450g Purple Brussels sprouts
1 tbsp olive oil extra virgin
0.5 tsp salt coarsely ground
2 tbsp orange juice
1 tbsp white balsamic vinegar
1 tbsp maple syrup
1 tsp orange zest
1 tbsp vegan butter
Preheat oven to 475°
Line baking sheet with parchment paper (for easier clean-up)
Place clean, trimmed, halved Brussels sprouts in a bowl
Drizzle with 1- 2 tablespoon olive oil and sprinkle with ½ teaspoon salt
Toss with a large spoon until thoroughly coated
Arrange Brussels sprouts cut side down onto baking sheet
Place in oven at 475° for about 10 minutes, until tender and slightly browned
Transfer Brussels sprouts to a bowl
Pour orange balsamic sauce over sprouts, toss to thoroughly coat.

§ **DIRECTIVE 1**
Please reproduce the recipe, everything from "Place clean, trimmed, halved" down to "to thoroughly coat.", changing "bowl" to "dish".

§ **RECORDS FOR THIS EXERCISE**
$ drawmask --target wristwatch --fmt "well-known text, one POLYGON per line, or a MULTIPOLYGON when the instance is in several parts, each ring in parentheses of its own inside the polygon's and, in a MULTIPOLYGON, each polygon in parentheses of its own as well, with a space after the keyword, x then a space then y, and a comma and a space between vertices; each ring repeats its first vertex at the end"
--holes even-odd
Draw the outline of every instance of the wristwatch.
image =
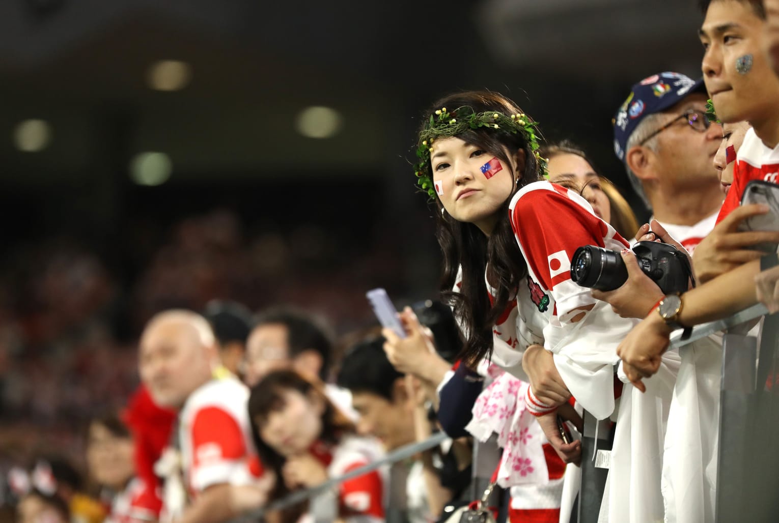
POLYGON ((681 294, 668 294, 660 301, 657 312, 665 325, 671 329, 675 331, 679 328, 683 328, 684 332, 682 335, 682 339, 686 339, 689 337, 690 332, 693 332, 693 328, 685 327, 679 322, 679 317, 682 314, 683 305, 681 294))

§ **DIRECTIVE 2**
Recast every line of all the records above as a Markdown table with the columns Row and Line, numbering each row and omitting blank lines. Keep the pictures out of the table.

§ **TASK SOLUTION 1**
Place clean, trimmed, halved Brussels sprouts in a dish
Drizzle with 1- 2 tablespoon olive oil and sprinkle with ½ teaspoon salt
Toss with a large spoon until thoroughly coated
Arrange Brussels sprouts cut side down onto baking sheet
Place in oven at 475° for about 10 minutes, until tender and slightly browned
Transfer Brussels sprouts to a dish
Pour orange balsamic sauce over sprouts, toss to thoroughly coat.

§ **TASK SOLUTION 2**
| Row | Line |
|---|---|
| 1 | $ drawmask --target wristwatch --fmt "well-known text, one POLYGON per line, or a MULTIPOLYGON when the instance is in several parts, each ring in parentheses of its own inside the polygon's and, in a MULTIPOLYGON, each polygon in parentheses of its own as well, with a space after the keyword, x then a space then y, and a comma and a space between vertices; each ring repeats its first vertex at the end" |
| 2 | --holes even-odd |
| 3 | Draw the outline of every instance of the wristwatch. |
| 4 | image = |
| 5 | POLYGON ((681 294, 668 294, 660 301, 657 312, 665 325, 671 329, 675 331, 679 328, 683 328, 684 332, 682 335, 682 339, 686 339, 689 337, 690 332, 693 332, 693 328, 685 327, 679 322, 679 317, 682 314, 683 305, 681 294)) |